§ Exercise prompt: Copy the records below word for word, starting with the first line and going on through the line that contains "point(843, 286)", both ends included.

§ Provided information:
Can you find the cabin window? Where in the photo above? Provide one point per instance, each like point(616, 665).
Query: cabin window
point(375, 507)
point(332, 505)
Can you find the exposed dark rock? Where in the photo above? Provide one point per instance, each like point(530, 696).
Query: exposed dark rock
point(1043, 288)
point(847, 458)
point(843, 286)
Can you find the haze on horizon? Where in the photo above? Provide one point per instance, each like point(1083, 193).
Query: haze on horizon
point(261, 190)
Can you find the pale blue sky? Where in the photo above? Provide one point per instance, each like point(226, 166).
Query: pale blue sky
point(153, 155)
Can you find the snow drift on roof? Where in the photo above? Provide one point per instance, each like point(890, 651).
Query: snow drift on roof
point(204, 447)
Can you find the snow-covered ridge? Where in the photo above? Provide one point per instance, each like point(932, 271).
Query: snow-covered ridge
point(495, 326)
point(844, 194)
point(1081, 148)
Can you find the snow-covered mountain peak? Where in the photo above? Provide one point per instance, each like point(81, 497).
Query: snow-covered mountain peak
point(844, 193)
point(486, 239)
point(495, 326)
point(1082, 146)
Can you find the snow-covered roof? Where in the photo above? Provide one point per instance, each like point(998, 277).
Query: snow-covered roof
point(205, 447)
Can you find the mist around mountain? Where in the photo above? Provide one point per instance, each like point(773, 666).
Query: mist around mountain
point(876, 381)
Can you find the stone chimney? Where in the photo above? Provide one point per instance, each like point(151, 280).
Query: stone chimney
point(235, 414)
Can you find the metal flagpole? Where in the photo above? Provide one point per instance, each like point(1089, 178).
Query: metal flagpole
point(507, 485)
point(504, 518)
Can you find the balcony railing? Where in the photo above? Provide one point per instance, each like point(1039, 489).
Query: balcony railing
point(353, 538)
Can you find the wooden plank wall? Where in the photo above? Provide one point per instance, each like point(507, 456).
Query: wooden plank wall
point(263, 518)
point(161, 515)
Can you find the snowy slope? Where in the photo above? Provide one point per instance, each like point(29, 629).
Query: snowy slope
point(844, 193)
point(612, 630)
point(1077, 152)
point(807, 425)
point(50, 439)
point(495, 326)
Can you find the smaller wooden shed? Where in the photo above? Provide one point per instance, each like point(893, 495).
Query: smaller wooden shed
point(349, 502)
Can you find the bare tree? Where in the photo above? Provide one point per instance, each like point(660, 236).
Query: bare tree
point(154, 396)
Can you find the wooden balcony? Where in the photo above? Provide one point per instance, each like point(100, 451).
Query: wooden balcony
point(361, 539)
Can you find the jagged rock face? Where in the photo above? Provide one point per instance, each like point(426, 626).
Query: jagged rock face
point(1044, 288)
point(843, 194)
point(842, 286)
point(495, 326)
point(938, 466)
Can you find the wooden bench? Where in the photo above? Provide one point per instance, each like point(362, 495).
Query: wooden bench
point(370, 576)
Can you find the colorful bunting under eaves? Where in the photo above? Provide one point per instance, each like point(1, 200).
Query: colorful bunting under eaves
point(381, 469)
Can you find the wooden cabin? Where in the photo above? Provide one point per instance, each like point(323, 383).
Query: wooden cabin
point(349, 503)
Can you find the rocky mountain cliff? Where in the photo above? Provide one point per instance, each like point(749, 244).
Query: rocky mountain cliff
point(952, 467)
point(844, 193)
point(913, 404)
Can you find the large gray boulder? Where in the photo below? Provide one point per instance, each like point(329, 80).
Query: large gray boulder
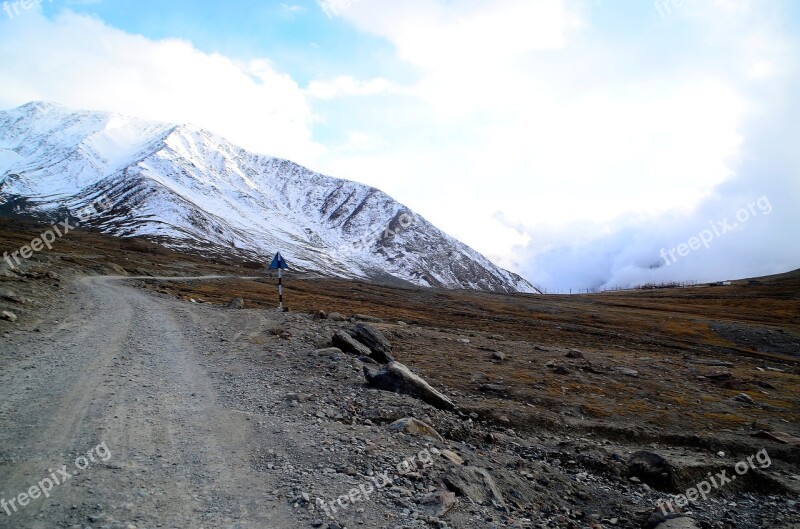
point(346, 343)
point(375, 340)
point(652, 469)
point(398, 378)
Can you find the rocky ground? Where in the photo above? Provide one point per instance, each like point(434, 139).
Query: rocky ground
point(585, 411)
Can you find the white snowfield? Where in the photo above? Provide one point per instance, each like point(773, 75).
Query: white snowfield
point(188, 188)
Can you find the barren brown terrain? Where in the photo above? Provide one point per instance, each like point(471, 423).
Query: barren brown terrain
point(563, 386)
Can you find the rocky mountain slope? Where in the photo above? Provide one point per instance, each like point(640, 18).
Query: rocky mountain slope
point(190, 189)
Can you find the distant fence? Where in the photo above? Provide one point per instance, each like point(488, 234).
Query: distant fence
point(619, 288)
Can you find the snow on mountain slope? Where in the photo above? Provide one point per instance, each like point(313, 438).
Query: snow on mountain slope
point(190, 189)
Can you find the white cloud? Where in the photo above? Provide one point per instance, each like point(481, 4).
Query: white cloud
point(81, 62)
point(346, 86)
point(599, 143)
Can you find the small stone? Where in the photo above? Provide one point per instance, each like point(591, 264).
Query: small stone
point(236, 303)
point(452, 457)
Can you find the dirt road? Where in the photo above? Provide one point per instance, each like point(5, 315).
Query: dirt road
point(165, 413)
point(120, 368)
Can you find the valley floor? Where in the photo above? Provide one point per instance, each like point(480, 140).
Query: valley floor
point(168, 409)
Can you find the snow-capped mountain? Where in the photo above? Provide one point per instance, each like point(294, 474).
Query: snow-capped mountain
point(187, 188)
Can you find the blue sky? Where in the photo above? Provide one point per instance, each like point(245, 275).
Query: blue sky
point(569, 140)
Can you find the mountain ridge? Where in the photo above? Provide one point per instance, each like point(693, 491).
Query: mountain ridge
point(189, 188)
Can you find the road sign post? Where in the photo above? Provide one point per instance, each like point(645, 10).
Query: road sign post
point(279, 264)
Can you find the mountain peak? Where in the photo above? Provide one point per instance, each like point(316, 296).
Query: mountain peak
point(188, 188)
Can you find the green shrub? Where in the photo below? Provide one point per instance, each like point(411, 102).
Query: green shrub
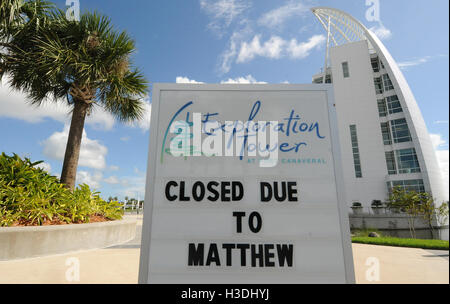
point(31, 196)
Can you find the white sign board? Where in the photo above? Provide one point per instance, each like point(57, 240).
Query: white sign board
point(217, 218)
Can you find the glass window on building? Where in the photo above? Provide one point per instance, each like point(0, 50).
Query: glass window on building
point(355, 147)
point(387, 83)
point(409, 185)
point(387, 140)
point(382, 109)
point(407, 161)
point(393, 104)
point(400, 131)
point(375, 64)
point(345, 69)
point(378, 85)
point(390, 162)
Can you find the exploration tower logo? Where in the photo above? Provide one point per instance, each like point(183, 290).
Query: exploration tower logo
point(196, 134)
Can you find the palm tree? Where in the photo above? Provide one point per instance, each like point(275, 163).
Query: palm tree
point(85, 63)
point(15, 15)
point(10, 15)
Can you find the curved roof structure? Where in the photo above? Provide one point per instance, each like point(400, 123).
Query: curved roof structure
point(342, 28)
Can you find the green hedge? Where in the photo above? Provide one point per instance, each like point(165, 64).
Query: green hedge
point(400, 242)
point(31, 196)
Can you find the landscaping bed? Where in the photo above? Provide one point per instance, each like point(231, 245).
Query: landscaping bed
point(30, 196)
point(402, 242)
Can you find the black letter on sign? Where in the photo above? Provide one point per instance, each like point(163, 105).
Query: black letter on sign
point(183, 198)
point(213, 255)
point(239, 216)
point(195, 187)
point(285, 253)
point(229, 248)
point(225, 191)
point(169, 197)
point(196, 255)
point(292, 191)
point(253, 228)
point(238, 191)
point(213, 191)
point(264, 197)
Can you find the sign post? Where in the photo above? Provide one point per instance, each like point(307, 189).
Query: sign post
point(244, 185)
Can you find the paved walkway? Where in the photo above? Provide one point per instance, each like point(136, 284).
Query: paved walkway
point(120, 264)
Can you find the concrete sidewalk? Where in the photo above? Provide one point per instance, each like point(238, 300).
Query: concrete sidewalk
point(120, 264)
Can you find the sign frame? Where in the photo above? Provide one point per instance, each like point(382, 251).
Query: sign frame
point(153, 153)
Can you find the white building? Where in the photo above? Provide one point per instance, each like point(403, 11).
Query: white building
point(383, 136)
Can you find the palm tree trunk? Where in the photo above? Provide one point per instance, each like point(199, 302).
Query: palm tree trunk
point(69, 171)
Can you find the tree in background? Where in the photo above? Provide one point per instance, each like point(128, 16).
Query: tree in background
point(84, 63)
point(407, 201)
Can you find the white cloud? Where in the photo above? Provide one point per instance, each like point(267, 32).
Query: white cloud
point(249, 79)
point(277, 47)
point(272, 48)
point(93, 180)
point(229, 55)
point(113, 180)
point(45, 166)
point(406, 64)
point(381, 32)
point(303, 49)
point(276, 18)
point(14, 104)
point(114, 168)
point(438, 141)
point(223, 12)
point(92, 153)
point(181, 79)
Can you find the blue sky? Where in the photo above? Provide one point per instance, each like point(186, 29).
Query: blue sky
point(216, 41)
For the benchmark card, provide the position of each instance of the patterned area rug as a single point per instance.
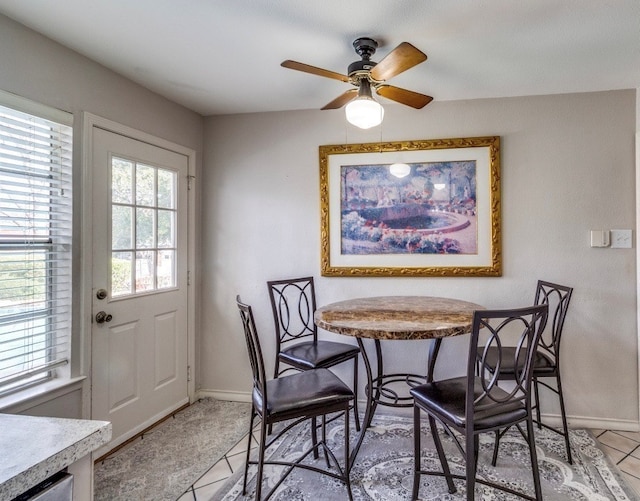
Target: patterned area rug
(383, 469)
(173, 455)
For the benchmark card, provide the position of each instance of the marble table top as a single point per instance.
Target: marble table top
(398, 317)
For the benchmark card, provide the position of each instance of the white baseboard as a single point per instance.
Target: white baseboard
(232, 396)
(590, 423)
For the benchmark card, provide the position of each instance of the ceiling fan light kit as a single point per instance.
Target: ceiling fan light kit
(362, 110)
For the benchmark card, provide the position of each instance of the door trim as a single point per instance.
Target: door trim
(82, 349)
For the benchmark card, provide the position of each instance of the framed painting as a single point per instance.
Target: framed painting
(411, 208)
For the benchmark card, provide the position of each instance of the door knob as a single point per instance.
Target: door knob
(102, 317)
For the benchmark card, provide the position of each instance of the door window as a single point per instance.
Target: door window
(143, 228)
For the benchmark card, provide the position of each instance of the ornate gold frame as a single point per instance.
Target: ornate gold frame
(492, 264)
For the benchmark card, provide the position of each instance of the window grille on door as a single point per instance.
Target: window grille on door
(143, 228)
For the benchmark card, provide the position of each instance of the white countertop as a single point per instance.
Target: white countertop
(34, 448)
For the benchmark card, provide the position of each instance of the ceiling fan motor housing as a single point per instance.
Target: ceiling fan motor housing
(365, 47)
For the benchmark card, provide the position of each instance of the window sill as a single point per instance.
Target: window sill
(20, 401)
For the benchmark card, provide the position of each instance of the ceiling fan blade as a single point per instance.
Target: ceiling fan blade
(294, 65)
(404, 96)
(400, 59)
(341, 100)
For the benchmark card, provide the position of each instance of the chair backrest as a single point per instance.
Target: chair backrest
(293, 302)
(495, 329)
(557, 297)
(254, 350)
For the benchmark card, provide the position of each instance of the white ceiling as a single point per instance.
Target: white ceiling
(223, 56)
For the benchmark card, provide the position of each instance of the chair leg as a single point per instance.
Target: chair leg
(356, 414)
(261, 451)
(324, 440)
(347, 467)
(537, 397)
(246, 462)
(416, 452)
(314, 436)
(564, 418)
(443, 459)
(471, 462)
(534, 460)
(496, 446)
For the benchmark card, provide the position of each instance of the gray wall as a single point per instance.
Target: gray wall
(34, 67)
(568, 166)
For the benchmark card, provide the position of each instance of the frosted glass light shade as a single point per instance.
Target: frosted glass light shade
(364, 112)
(400, 170)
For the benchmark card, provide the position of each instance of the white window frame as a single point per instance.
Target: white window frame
(52, 373)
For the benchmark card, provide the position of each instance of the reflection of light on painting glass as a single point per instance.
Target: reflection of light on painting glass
(400, 170)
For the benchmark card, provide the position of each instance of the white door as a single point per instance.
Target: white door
(139, 304)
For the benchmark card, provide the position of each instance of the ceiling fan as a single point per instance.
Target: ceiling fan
(366, 75)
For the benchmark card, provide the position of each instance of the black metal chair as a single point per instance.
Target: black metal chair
(471, 404)
(293, 302)
(546, 363)
(294, 398)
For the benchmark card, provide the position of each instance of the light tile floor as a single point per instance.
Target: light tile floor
(622, 448)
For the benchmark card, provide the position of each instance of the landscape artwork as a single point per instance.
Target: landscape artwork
(425, 208)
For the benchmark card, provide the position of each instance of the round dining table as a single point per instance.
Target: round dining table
(395, 318)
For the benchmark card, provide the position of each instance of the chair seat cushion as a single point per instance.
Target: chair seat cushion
(310, 355)
(311, 392)
(447, 400)
(542, 363)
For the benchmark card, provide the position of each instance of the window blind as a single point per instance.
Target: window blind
(35, 243)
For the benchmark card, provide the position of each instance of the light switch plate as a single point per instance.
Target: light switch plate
(599, 238)
(621, 239)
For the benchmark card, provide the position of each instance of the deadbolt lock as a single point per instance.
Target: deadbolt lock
(102, 317)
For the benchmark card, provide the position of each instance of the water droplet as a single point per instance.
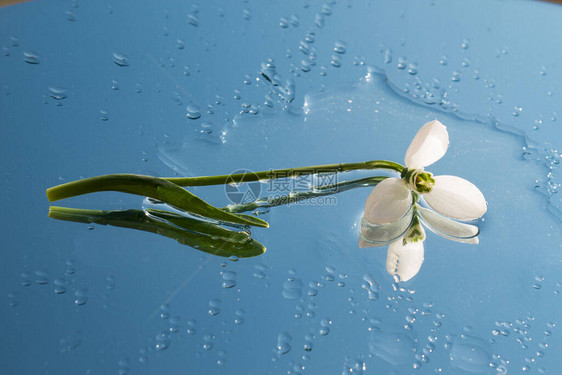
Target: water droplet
(412, 68)
(371, 286)
(193, 112)
(340, 47)
(57, 93)
(162, 341)
(214, 307)
(283, 345)
(335, 61)
(229, 279)
(292, 288)
(41, 277)
(30, 57)
(81, 296)
(319, 20)
(120, 59)
(193, 20)
(59, 285)
(70, 342)
(208, 341)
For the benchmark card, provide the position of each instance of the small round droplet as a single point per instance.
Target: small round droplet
(31, 57)
(120, 59)
(80, 296)
(193, 112)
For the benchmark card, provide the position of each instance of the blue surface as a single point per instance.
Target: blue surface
(80, 299)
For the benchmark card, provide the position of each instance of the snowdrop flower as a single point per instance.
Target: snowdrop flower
(393, 216)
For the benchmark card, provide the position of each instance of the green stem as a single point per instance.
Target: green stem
(294, 197)
(152, 187)
(284, 173)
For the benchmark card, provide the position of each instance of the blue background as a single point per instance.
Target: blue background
(79, 299)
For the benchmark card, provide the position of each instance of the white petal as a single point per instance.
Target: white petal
(457, 198)
(404, 260)
(389, 201)
(428, 146)
(448, 228)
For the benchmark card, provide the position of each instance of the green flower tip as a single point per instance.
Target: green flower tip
(419, 181)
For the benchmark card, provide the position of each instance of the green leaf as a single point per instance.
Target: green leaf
(152, 187)
(201, 235)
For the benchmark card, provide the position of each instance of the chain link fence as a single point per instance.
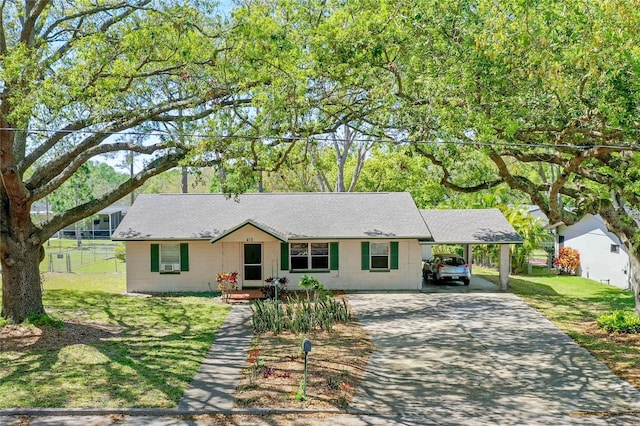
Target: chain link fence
(91, 257)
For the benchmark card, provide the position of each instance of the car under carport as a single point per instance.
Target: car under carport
(472, 226)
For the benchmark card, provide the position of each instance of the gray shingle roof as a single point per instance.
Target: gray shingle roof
(290, 215)
(473, 226)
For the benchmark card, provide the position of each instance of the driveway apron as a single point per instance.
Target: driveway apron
(450, 358)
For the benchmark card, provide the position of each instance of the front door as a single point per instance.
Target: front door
(252, 265)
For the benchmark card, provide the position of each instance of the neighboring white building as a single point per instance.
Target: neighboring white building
(602, 256)
(349, 241)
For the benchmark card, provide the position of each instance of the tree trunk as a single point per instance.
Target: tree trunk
(21, 286)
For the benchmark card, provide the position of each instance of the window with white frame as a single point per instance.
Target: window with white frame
(170, 257)
(309, 256)
(379, 253)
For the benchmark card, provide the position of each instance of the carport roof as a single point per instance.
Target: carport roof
(473, 226)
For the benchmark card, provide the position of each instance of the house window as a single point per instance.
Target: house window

§ The solution:
Can you find the cabin window? Where in the photo above? Provide one point per instance, each like point(616, 665).
Query: cabin window
point(375, 507)
point(332, 505)
Can you find the exposed dark rock? Where in the photo above? Provide one point per instance, each like point(530, 696).
Query: exposed dark rock
point(1043, 288)
point(847, 458)
point(843, 286)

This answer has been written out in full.